▶ Task set:
a) Translate this sentence from the commentary on U.S. foreign policy into Spanish: "We already know how President George W. Bush feels."
b) In the commentary on U.S. foreign policy, who gave another excellent Substack on this topic?
c) Go on with the commentary on U.S. foreign policy, picking up after its last sentence.

▶ Exercise passage:
------------------------------------------------------------

This jeopardizes NATO, our Baltic, Scandinavian, Eastern and Western European Allies; our Middle Eastern partners, the two State Solution between Palestine and Israel; our Central and South American partners having to take in ICE impounded undocumented immigrants in feet shackles. Our retracted USAID soft power strategy simply smashed by DOGE teenager hackers. Medicine, food, commodities held up and rotting on US docks intended for sick, starving people within struggling countries in Africa; A much needed conciliatory tone to be struck with Vietnam, Laos, Cambodia after the Vietnam War also adversely affected by the USAID retraction. Malaysia, the Korean Peninsula, Japan, Taiwan, Australia and New Zealand. Adam Kinzinger gave another excellent Substack on this very topic.
Can one even imagine how Presidents George H. W. Bush, Ronald Reagan and Dwight D. Eisenhower, Jack Kennedy and U.S. Attorney General John Kennedy would react to these dangerously obtuse actions. We already know how President George W. Bush feels.
Our government is being run by con artists, criminals, sexual predators, conspiracy theorists, McCarthy-like targeted vendetta seekers, and spies, billionaires, and millionaire senators living the lavish lifestyle of an elite executive.

------------------------------------------------------------

▶ Material supplied:

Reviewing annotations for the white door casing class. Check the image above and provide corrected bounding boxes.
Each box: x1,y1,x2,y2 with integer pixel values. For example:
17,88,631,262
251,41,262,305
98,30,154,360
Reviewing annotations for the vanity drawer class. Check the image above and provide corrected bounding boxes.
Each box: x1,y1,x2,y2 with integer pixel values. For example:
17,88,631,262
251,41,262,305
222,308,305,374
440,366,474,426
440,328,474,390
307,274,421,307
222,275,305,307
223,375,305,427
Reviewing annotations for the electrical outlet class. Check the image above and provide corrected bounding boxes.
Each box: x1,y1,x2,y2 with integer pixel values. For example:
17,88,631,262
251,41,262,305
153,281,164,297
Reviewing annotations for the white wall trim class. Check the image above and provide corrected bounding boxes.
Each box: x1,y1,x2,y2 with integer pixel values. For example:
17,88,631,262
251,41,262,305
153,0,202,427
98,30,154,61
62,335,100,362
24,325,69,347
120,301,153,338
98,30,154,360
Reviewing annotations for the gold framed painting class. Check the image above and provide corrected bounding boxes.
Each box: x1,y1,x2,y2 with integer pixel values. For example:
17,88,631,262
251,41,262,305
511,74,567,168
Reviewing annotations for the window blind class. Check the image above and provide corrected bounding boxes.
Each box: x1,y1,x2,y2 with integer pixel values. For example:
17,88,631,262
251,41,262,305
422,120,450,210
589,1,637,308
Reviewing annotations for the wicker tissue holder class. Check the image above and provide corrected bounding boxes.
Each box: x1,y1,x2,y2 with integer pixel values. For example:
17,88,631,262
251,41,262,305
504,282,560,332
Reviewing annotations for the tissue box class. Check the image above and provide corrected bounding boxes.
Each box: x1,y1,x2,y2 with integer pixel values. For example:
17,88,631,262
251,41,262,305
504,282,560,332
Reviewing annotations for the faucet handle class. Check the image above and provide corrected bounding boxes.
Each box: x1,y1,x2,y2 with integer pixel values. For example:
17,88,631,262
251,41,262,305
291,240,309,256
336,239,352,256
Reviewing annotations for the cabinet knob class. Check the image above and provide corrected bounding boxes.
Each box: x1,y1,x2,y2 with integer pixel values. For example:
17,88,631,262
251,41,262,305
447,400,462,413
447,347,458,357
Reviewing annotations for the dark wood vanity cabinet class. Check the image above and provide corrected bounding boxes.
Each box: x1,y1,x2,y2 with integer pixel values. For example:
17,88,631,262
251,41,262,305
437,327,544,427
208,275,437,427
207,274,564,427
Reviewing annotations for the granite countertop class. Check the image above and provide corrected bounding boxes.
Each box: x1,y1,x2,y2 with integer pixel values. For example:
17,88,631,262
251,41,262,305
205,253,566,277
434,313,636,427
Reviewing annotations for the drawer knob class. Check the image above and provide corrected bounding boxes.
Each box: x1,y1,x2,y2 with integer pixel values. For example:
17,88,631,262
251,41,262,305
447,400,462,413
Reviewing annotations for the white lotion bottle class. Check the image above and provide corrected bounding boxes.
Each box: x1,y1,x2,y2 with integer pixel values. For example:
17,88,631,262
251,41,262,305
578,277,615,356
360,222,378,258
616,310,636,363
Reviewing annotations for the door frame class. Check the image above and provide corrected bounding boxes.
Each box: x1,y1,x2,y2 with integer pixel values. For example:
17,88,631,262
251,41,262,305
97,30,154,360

------------------------------------------------------------

▶ Your written answers:
a) Ya sabemos cómo se siente el presidente George W. Bush.

b) Adam Kinzinger.

c)
Neither Ukraine nor Gaza deserves such callous treatment and yet here we are. Tens of thousands of innocent civilians dead. Ukraine fighting for its own sovereignty and Gaza conflict resulting in completely destroyed infrastructure in the hands of Israel all while Hamas was responsible for launching a murderous attack upon Israel while Israel hostages are still being held.
Democracy is dying whether it’s in darkness or visible light and I am ashamed of our nation’s current self inflicted vote towards cowardice and ‘alternative truths’, made up anti vaccine hysteria, and alternate realities. We need to demand earnest leadership that is supported amongst our NATO allies. Are these ideals simply dashed because our elected leaders are afraid of being brave and doing the right thing?